Source →
######
This is a desire I used to be wary of vocalizing. Despite it being my ultimate dream, for as long as I can remember, it somehow felt inadequate to offer up as the main goal. It was never hidden from my close friends, but I was particularly apprehensive about sharing this part of myself with both potential new lovers and any professional superiors.
Pop culture told you the man will be scared off if you come on too strong. It’s more embarrassing to express the desire for serious commitment than it is for a grown adult to run from it. They also told you that there are two types of women: those who pursue careers (who don’t have enough time or love for children) or those who are stay-at-home-Mums and, therefore, without ambition. Want both? Good luck. It can be done, but if you want to retain a decent level of comfort and happiness, you will require uber wealth or career success. And this is where my battle begins. I want both. Not only do I want both, but in my world, each appears unable to exist without the other.
I am a thirty-two-year-old woman. My egg count is similar to my level of financial stability: on the low side. I chose the life of the struggling artist. Not because I craved the struggle but because I didn’t anticipate it. I believed and still believe in the dream, in my potential, and in chance. Success has perpetually lingered just around the corner my entire working life. Always feeling in possible reach (albeit with a muscle tearing stretch) but never fully materializing. The chase of professional success has been driven by my creative passions, but especially by the dream of motherhood. The need to eat and pay rent has, in turn, been chasing and dropping little booby traps and obstacles along the way.
######
Stored items from a collection:

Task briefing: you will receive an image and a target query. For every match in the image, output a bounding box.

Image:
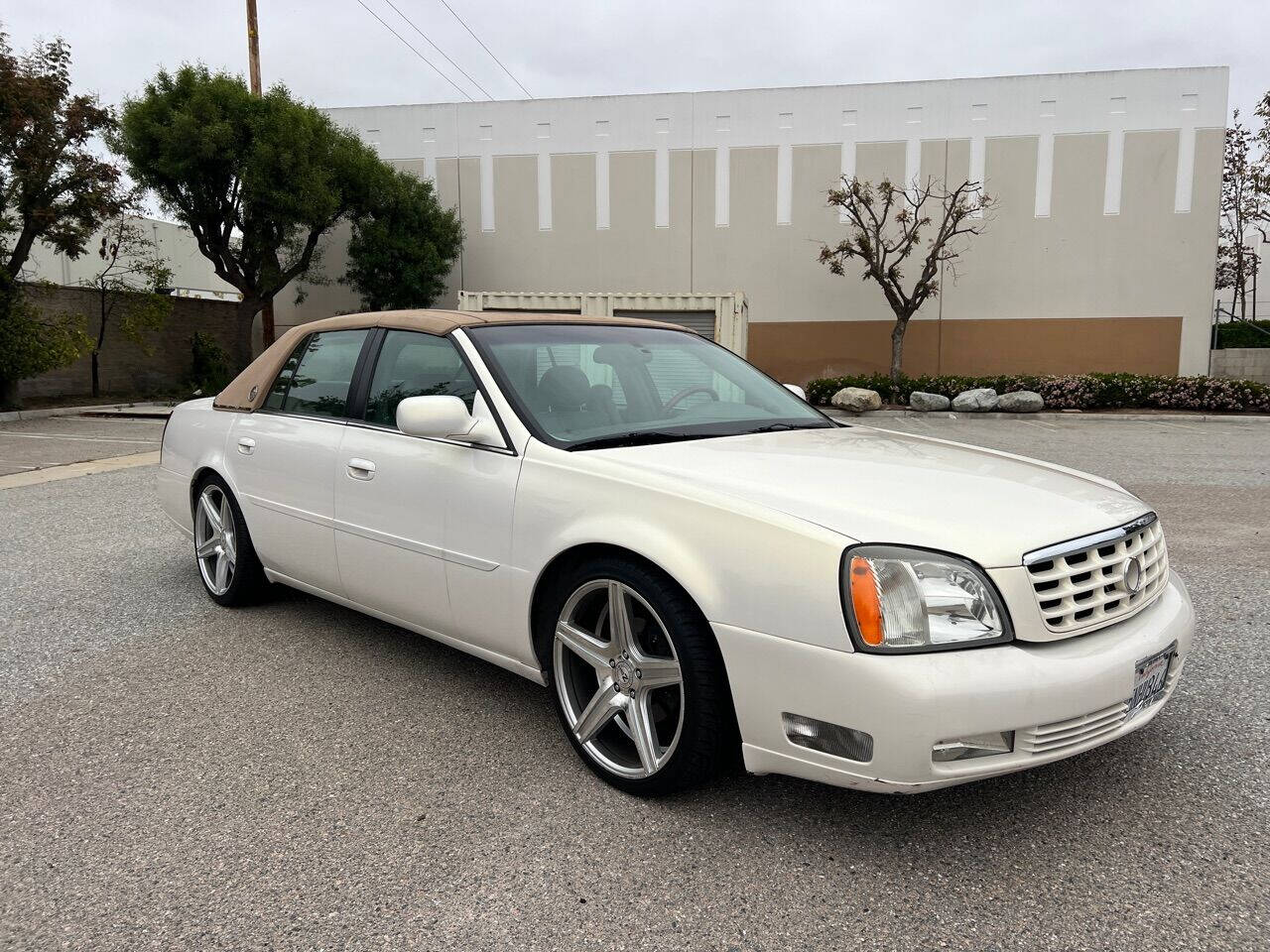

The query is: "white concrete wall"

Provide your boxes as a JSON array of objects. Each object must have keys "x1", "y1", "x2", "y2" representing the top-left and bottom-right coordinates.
[
  {"x1": 27, "y1": 218, "x2": 239, "y2": 300},
  {"x1": 291, "y1": 68, "x2": 1228, "y2": 373}
]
######
Set exercise A →
Answer these questions using the essay on wanting both motherhood and a career:
(i) According to the essay, what two types of women did pop culture say exist?
(ii) How old does the writer say she is?
(iii) What kind of life does the writer say she chose?
Set exercise B → Summarize the essay on wanting both motherhood and a career in two sentences.

Correct answer A →
(i) Women who pursue careers, who don't have enough time or love for children, and stay-at-home mums, who are therefore without ambition.
(ii) Thirty-two.
(iii) The life of the struggling artist.

Correct answer B → The writer has long hesitated to voice her ultimate dream of motherhood, since pop culture taught that women must choose between career and children, yet she wants both and sees each as unable to exist without the other. At thirty-two, with a low egg count and low financial stability as a struggling artist, she has chased professional success, driven largely by the dream of motherhood, while the need to eat and pay rent keeps putting obstacles in her way.